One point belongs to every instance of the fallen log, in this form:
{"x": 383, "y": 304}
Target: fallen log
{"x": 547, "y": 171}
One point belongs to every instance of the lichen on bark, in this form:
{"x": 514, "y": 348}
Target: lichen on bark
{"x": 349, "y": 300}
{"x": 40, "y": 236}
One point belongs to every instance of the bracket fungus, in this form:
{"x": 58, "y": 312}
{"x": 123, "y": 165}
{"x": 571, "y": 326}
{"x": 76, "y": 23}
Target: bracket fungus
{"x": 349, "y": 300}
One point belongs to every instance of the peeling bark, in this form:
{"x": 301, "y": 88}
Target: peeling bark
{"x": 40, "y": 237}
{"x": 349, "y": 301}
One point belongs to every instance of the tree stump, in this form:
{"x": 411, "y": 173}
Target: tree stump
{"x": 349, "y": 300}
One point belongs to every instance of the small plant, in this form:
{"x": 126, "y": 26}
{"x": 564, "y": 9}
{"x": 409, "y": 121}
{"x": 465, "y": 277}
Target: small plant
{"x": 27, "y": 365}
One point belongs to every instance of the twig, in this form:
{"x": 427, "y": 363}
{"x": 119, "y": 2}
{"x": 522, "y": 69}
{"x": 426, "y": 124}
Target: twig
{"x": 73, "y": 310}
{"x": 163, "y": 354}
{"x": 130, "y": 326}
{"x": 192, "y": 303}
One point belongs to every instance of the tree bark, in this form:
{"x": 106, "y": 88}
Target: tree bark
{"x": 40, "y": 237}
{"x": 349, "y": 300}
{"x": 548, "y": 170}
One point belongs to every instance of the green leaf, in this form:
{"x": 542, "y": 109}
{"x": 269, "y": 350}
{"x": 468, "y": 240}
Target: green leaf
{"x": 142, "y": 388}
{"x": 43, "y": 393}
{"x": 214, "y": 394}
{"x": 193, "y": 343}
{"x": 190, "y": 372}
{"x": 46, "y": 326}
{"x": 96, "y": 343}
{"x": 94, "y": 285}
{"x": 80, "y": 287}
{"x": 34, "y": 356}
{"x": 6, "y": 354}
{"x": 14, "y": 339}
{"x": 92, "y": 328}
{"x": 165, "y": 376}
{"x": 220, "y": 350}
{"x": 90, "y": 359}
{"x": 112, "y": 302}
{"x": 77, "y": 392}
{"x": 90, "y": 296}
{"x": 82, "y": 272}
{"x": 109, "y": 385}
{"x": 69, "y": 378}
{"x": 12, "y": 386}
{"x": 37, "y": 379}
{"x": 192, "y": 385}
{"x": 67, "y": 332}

○ ○ ○ ○

## Aim of the exercise
Copy out word for word every line above, from the line that holds "One point belongs to every instance of the small" through the end of the items, with both ends included.

## Task answer
One point belongs to every instance of the small plant, in this form:
{"x": 126, "y": 26}
{"x": 564, "y": 9}
{"x": 409, "y": 121}
{"x": 465, "y": 277}
Target: small plant
{"x": 27, "y": 365}
One point belongs to every instance of the twig, in this form:
{"x": 427, "y": 363}
{"x": 119, "y": 2}
{"x": 522, "y": 69}
{"x": 426, "y": 124}
Target: twig
{"x": 73, "y": 310}
{"x": 163, "y": 354}
{"x": 130, "y": 326}
{"x": 192, "y": 303}
One point belongs to every instance of the tree bark, in this form:
{"x": 106, "y": 88}
Target: tree bark
{"x": 40, "y": 237}
{"x": 349, "y": 300}
{"x": 548, "y": 170}
One point belongs to every instance of the green leaf, in this form:
{"x": 542, "y": 109}
{"x": 269, "y": 350}
{"x": 468, "y": 240}
Target: green leaf
{"x": 142, "y": 388}
{"x": 43, "y": 393}
{"x": 214, "y": 394}
{"x": 193, "y": 343}
{"x": 190, "y": 372}
{"x": 46, "y": 326}
{"x": 96, "y": 343}
{"x": 94, "y": 285}
{"x": 80, "y": 287}
{"x": 34, "y": 356}
{"x": 6, "y": 354}
{"x": 14, "y": 339}
{"x": 92, "y": 328}
{"x": 165, "y": 376}
{"x": 220, "y": 350}
{"x": 90, "y": 359}
{"x": 112, "y": 302}
{"x": 77, "y": 392}
{"x": 90, "y": 296}
{"x": 82, "y": 272}
{"x": 109, "y": 385}
{"x": 69, "y": 378}
{"x": 12, "y": 386}
{"x": 37, "y": 379}
{"x": 192, "y": 385}
{"x": 67, "y": 332}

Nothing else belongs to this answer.